Source document –
You’re here for the photography, not to hear about my ace cooking skills, so: I shot and developed my first roll of film (Tri-X, shot on a Canon AE-1!) in the summer of 1991. I have a PhD in Philosophy with a specialization in aesthetics, and my dissertation dealt extensively with the unique qualities of photography as a creative endeavor. I run and walk a whole bunch, and I often carry a camera with me when I do. One of the only times I have not finished an ultramarathon race I was running was specifically due to the fact that I was on one of the most beautiful trails in the world (Superior Hiking Trail, MN), and it was a very photogenic day. I live in Chicago with my partner in all adventures and two very photogenic cats.

Photographic Philosophy

Human self-consciousness, the fact that we are aware that we are aware, comes with some well documented problems. We tend to ignore or miss the upsides of this, as far as we know, unique trait. Here’s one: when I perceive something that moves me, I have the option of attempting to convey that to you. There are many such methods of conveyance, and most of them are what we call art. Some of these methods of conveyance are complex and involved, and some are effortless and simple. Two that I find fall into the latter category are poetry and photography. For me, photography is more like Basho writing a haiku when he sees a frog plop into a pond (one advantage of poetry over photography: no missed shots) and less like Tolstoy writing War & Peace.

Extracted data –

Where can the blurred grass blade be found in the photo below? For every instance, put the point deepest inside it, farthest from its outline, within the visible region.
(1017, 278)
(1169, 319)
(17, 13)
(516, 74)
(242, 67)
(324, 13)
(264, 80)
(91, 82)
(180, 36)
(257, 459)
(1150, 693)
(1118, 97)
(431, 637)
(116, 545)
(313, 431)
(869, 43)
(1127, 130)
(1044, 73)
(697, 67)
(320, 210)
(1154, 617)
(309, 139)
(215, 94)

Problem description – Can you return, word for word, the part of the photographer's bio starting at "You’re here for" and ending at "very photogenic cats."?

Answer box –
You’re here for the photography, not to hear about my ace cooking skills, so: I shot and developed my first roll of film (Tri-X, shot on a Canon AE-1!) in the summer of 1991. I have a PhD in Philosophy with a specialization in aesthetics, and my dissertation dealt extensively with the unique qualities of photography as a creative endeavor. I run and walk a whole bunch, and I often carry a camera with me when I do. One of the only times I have not finished an ultramarathon race I was running was specifically due to the fact that I was on one of the most beautiful trails in the world (Superior Hiking Trail, MN), and it was a very photogenic day. I live in Chicago with my partner in all adventures and two very photogenic cats.